■ **Text shown**
Unfortunately I am really bad at this type of low level stuff. :-( If you suspect a leak in the C accelerator, you can disable it and see if the leak goes away. (Or at least becomes less severe.)

gvanrossum avatar Nov 18 '23 20:11 gvanrossum

OTOH if the problem is in the SSL code, we need a different kind of expert.

gvanrossum avatar Nov 18 '23 20:11 gvanrossum

Finally please figure out if this is in uvloop or not. If it’s tied to uvloop this is the wrong tracker.

gvanrossum avatar Nov 18 '23 20:11 gvanrossum

Unfortunately, this bug was reproduced only in our production, and we weren't able to cause it in other environments.

It's already mitigated, as the root cause was in poor stability of connections.

I don't think I would be able to reproduce it again in production without uvloop, because it caused a lot of harm for our system.

But ready to assist and provide more details, if anyone wants to ask me some clarifying questions about it.

Also, there are several related tickets, and I'm not sure if they are all about uvloop:

  1. https://github.com/python/cpython/issues/106684 - very similar cpython issue, already closed though.
  2. https://github.com/aio-libs/aiohttp/issues/7252 - also, an already closed, but recent aiohttp issue, they were able to mitigate it somehow, but not sure if it was the same bug.

selevit avatar Nov 19 '23 07:11 selevit

I actually was able to reproduce this leak isolated several days ago, but it leaked for only ~5 megabytes in several hours. I adopted a repro script from this comment to the aiohttp bug mentioned above to be ready for run, and ran it for about 4 hours.

The initial memory consumption (RSS) had initially stabilised on 258120 bytes, but after several hours increased to ~264000. Hope it's the same bug.

#!/usr/bin/env python3
import aiohttp
import tracemalloc
import ssl
import asyncio

def init():
    timeout = aiohttp.ClientTimeout(connect=5, sock_read=5)
    ssl_ctx = ssl._create_unverified_context()
    conn = aiohttp.TCPConnector(ssl=ssl_ctx, enable_cleanup_closed=True)
    session = aiohttp.ClientSession(connector=conn, timeout=timeout, cookie_jar=aiohttp.CookieJar(unsafe=True))
    return session

async def fetch(client):
    try:
        async with client.request('GET', url=f'https://api.pro.coinbase.com/products/BTC-USD/ticker') as r:
            msg = await r.text()
            print(msg)
    except asyncio.CancelledError:
        raise
    except Exception as err:
        print("error", err)

Stored records:
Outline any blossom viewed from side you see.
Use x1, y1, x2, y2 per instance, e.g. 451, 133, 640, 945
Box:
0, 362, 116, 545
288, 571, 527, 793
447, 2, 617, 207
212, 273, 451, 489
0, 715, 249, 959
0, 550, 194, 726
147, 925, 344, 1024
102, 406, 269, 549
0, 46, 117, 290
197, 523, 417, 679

■ **Set exercise A**
Answer these questions using the memory leak thread:
(i) What step does the thread suggest for someone who suspects a leak in the C accelerator?
(ii) For about how long was the repro script run?
(iii) What is given as the root cause of the problem that was already mitigated in production?
■ **Set exercise B**
Continue the memory leak thread from the point where it stops.

■ **Written response A**
(i) Disable the C accelerator and see whether the leak goes away, or at least becomes less severe.
(ii) About 4 hours.
(iii) Poor stability of connections.

■ **Written response B**
        pass

async def main(): 
    requests = 600
    clients = [init() for _ in range(requests)]
    tracemalloc.start()
    try:
        while True:
            await asyncio.gather(*[fetch(client) for client in clients])
            await asyncio.sleep(5)
    except asyncio.CancelledError:
        pass  # end and clean things up
    finally:
        memory_used = tracemalloc.get_traced_memory()
        snapshot = tracemalloc.take_snapshot()
        stats = snapshot.statistics('lineno')
        for stat in stats[:10]:
            print(stat)
        try:
            await asyncio.gather(*[client.close() for client in clients.values()])
        except:
            pass

asyncio.run(main())

selevit avatar Nov 19 '23 07:11 selevit

Could you find a reproducer without aiohttp?

gvanrossum avatar Nov 19 '23 15:11 gvanrossum

Unsure if this is helpful at all or related but I came across this issue https://github.com/encode/uvicorn/discussions/2078 in which in the thread it is discussed/concluded that the issue of memory not being released is not isolated to uvicorn but seen in granian/gunicorn/hypercorn and as a result could be interpreter level (apologies for butchering the summary). Thread has some great charts/analysis though it is on the server level, however the different implementations w.r.t granian and uvicorn can help approximate where the issue might be surfacing if it's related. Example repo: https://github.com/Besedo/memory_issue/tree/main by @EBazarov Apologies in advance if it is unrelated and will remove the comment/create one in the right place.

gi0baro:

Given everything we stated in the upper replies, I suspect there's no much to do about this. Given the number of frameworks and servers tested, it just seems the Python interpreter is the culprit here, as even if the heap memory gets released, the RSS remains high.

Faolain avatar Nov 27 '23 19:11 Faolain

Upstream is pretty hard pressed to debug this (I'm no web developer or admin). Can I ask one of the framework owners or users who are struggling with this to help us reduce their example to the point where we have a small self-contained program that demonstrates the issue?

gvanrossum avatar Nov 27 '23 22:11 gvanrossum

Upstream is pretty hard pressed to debug this (I'm no web developer or admin). Can I ask one of the framework owners or users who are struggling with this to help us reduce their example to the point where we have a small self-contained program that demonstrates the issue?

i provided working example of leak, testing with ab gaves 1+gb/min leak, openssl version 1.1 i can provide access to a dedicated server where this bug happens (not only one server affected)

IMPORTANT: there is no problem if using python3.9 WITHOUT uvloop, with uvloop it leaks, without is not. BUT python3.12 with or without uvloop leaks even more...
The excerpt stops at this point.